◆ **Problem statement**:
Quote the lines of the listing below word for word, omitting the pictures.

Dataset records

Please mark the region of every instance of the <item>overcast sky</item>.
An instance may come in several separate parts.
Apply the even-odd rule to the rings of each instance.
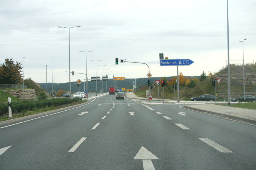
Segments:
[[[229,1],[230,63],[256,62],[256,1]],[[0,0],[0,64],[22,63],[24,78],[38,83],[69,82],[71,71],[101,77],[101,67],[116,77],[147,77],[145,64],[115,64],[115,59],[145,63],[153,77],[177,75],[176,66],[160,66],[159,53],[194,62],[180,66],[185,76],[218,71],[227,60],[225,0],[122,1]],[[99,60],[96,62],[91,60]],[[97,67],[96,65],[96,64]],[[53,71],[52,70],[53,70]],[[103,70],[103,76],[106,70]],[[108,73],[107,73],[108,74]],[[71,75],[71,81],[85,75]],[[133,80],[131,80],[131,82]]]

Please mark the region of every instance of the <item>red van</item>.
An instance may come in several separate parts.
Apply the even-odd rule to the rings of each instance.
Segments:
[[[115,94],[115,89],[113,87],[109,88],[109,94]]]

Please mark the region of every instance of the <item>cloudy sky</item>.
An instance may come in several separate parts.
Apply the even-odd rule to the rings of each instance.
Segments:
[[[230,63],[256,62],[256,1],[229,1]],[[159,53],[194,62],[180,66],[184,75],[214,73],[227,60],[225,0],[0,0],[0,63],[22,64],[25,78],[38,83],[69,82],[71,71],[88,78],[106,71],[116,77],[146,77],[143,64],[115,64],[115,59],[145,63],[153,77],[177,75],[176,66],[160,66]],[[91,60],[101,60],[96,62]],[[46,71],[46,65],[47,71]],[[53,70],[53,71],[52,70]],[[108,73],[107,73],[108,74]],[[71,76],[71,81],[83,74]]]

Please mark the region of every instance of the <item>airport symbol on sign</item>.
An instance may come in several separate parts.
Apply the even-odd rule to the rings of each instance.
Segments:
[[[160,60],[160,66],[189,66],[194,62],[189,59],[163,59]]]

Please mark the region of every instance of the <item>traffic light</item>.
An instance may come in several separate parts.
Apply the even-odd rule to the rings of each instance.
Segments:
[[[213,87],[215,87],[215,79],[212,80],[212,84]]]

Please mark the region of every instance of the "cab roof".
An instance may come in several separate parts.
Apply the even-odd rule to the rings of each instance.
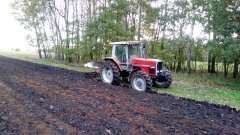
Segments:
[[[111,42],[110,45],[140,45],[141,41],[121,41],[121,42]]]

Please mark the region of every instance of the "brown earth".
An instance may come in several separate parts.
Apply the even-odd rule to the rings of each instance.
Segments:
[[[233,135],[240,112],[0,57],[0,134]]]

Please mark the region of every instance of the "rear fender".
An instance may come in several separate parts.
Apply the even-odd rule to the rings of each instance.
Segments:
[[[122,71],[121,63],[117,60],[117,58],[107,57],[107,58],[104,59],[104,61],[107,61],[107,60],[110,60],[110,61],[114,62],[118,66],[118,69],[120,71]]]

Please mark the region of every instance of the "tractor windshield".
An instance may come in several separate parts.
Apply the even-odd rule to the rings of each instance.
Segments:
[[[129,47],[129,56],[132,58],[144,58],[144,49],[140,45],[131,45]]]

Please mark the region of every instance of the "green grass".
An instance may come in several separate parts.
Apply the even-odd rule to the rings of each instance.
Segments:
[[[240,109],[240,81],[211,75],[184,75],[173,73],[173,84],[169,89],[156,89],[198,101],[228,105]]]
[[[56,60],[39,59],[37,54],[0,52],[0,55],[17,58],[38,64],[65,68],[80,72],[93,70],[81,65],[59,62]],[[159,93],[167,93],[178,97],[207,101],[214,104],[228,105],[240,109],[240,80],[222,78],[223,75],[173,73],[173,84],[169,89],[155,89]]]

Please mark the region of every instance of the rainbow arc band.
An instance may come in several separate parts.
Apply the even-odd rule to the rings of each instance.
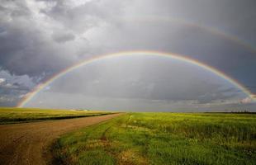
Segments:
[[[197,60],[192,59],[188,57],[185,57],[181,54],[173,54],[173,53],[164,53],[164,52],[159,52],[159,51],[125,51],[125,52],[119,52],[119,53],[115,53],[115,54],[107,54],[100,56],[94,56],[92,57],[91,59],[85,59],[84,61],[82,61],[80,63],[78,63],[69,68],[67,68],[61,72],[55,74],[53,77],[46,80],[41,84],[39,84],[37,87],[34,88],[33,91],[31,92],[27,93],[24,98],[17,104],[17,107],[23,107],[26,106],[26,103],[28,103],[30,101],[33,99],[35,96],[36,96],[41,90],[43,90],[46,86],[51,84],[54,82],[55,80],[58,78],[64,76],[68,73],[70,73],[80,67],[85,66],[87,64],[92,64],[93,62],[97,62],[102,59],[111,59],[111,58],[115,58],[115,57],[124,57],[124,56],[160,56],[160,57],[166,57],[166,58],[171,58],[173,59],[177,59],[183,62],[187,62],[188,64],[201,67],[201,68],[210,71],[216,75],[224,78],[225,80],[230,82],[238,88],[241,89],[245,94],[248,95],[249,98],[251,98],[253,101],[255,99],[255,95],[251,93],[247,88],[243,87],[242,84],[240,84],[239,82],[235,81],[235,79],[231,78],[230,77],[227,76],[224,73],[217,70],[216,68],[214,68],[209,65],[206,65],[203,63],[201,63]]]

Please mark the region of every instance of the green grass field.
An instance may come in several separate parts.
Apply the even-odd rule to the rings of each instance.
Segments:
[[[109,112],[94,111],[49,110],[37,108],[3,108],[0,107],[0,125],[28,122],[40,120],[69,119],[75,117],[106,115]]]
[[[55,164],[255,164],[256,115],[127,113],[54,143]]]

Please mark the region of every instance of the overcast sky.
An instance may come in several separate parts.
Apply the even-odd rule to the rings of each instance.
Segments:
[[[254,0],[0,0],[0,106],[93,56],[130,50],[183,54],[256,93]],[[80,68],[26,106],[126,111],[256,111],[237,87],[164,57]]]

◆ **Response**:
Please mark the region of every instance of the <item>overcast sky</item>.
An instance may come in several separate parts.
Apply the even-odd rule to the rings of each instance.
Segments:
[[[229,1],[230,63],[256,62],[256,1]],[[0,0],[0,64],[22,63],[24,78],[38,83],[69,82],[71,71],[101,77],[101,67],[116,77],[147,77],[145,64],[115,64],[115,59],[145,63],[153,77],[177,75],[176,66],[160,66],[159,53],[194,62],[180,66],[185,76],[218,71],[227,60],[225,0],[122,1]],[[99,60],[96,62],[91,60]],[[97,67],[96,65],[96,64]],[[53,71],[52,70],[53,70]],[[103,70],[103,76],[106,70]],[[108,73],[107,73],[108,74]],[[71,75],[71,81],[85,75]],[[133,80],[131,80],[131,82]]]

Please mark the region of every instance of the <item>red van</item>.
An instance may come in several separate parts.
Apply the even-odd rule to the rings of each instance.
Segments:
[[[115,94],[115,89],[113,87],[109,88],[109,94]]]

Please mark the region of every instance of the <item>cloudy sky</item>.
An instance may come in several separate parts.
Apply the even-odd rule to the rings of each instance.
Segments:
[[[230,63],[256,62],[256,1],[229,1]],[[159,53],[194,62],[180,66],[184,75],[214,73],[227,60],[225,0],[0,0],[0,63],[22,64],[25,78],[38,83],[69,82],[71,71],[88,78],[106,71],[116,77],[146,77],[143,64],[115,64],[115,59],[145,63],[153,77],[177,75],[176,66],[160,66]],[[91,60],[101,60],[96,62]],[[46,71],[46,65],[47,71]],[[53,70],[53,71],[52,70]],[[108,73],[107,73],[108,74]],[[71,76],[71,81],[83,74]]]

Please mark the region of every instance of the <item>airport symbol on sign</item>.
An instance may come in several separate parts.
Apply the even-odd rule to the rings of each instance.
Segments:
[[[160,60],[160,66],[189,66],[194,62],[189,59],[163,59]]]

Please mark the region of every instance of the <item>traffic light</item>.
An instance may come in several separate parts.
Apply the even-odd rule to the rings of each instance.
Segments:
[[[213,87],[215,87],[215,79],[212,80],[212,84]]]

Please mark the region of every instance of the "cab roof".
An instance may come in several separate parts.
Apply the even-odd rule to the rings of each instance.
Segments:
[[[111,42],[110,45],[140,45],[141,41],[121,41],[121,42]]]

Please mark the region of every instance of the "brown earth".
An instance may come in several separate parts.
Apply the even-odd rule to the rings of each instance.
Segments:
[[[233,135],[240,112],[0,57],[0,134]]]

Please mark the region of every instance of the "rear fender".
An instance may come in several separate parts.
Apply the even-odd rule to the rings of each instance.
Segments:
[[[122,71],[121,63],[117,60],[117,58],[107,57],[107,58],[104,59],[104,61],[107,61],[107,60],[110,60],[110,61],[114,62],[118,66],[118,69],[120,71]]]

Please mark the region of every instance of the "tractor windshield".
An instance may come in several separate parts.
Apply the even-odd rule to the rings of each instance.
Segments:
[[[129,47],[129,56],[132,58],[144,58],[144,49],[140,45],[131,45]]]

Please mark the region of every instance of the "green grass".
An instance may come in several separate parts.
Apply the even-odd rule to the rings of each instance.
Segments:
[[[240,109],[240,81],[211,75],[184,75],[173,73],[173,84],[169,89],[156,89],[198,101],[228,105]]]
[[[56,60],[39,59],[37,54],[0,52],[0,55],[17,58],[38,64],[65,68],[80,72],[93,70],[81,65],[59,62]],[[159,93],[167,93],[178,97],[207,101],[214,104],[228,105],[240,109],[240,80],[222,78],[223,75],[173,73],[173,84],[169,89],[155,89]]]

Please mark the region of every instance of the rainbow arc band.
An instance may come in several separate parts.
Apply the even-odd rule to the rings of each instance.
Segments:
[[[197,60],[192,59],[188,57],[185,57],[181,54],[173,54],[173,53],[164,53],[164,52],[159,52],[159,51],[125,51],[125,52],[119,52],[119,53],[115,53],[115,54],[107,54],[100,56],[94,56],[92,57],[91,59],[85,59],[84,61],[82,61],[80,63],[78,63],[69,68],[67,68],[61,72],[55,74],[53,77],[46,80],[41,84],[39,84],[37,87],[34,88],[33,91],[31,92],[27,93],[24,98],[17,104],[17,107],[23,107],[26,106],[26,103],[28,103],[30,101],[33,99],[35,96],[36,96],[41,90],[43,90],[46,86],[51,84],[54,82],[55,80],[58,78],[64,76],[68,73],[70,73],[80,67],[85,66],[87,64],[92,64],[93,62],[97,62],[102,59],[111,59],[111,58],[115,58],[115,57],[124,57],[124,56],[160,56],[160,57],[166,57],[166,58],[171,58],[173,59],[177,59],[183,62],[187,62],[188,64],[201,67],[201,68],[210,71],[216,75],[224,78],[225,80],[230,82],[238,88],[241,89],[245,94],[248,95],[249,98],[251,98],[253,101],[255,99],[255,95],[251,93],[247,88],[243,87],[242,84],[240,84],[239,82],[235,81],[235,79],[231,78],[230,77],[227,76],[224,73],[217,70],[216,68],[214,68],[209,65],[206,65],[203,63],[201,63]]]

Please mark the region of every instance of the green grass field.
An instance may come in several separate parts.
Apply the even-odd rule to the rings of each instance.
Segments:
[[[109,112],[94,111],[49,110],[37,108],[3,108],[0,107],[0,125],[28,122],[40,120],[69,119],[75,117],[106,115]]]
[[[55,164],[255,164],[256,115],[127,113],[54,143]]]

Please mark the region of every instance of the overcast sky.
An instance may come in several separate parts.
Apply the even-odd rule to the rings of each instance.
Segments:
[[[254,0],[0,0],[0,106],[93,56],[130,50],[183,54],[256,93]],[[80,68],[26,106],[126,111],[256,111],[237,87],[164,57]]]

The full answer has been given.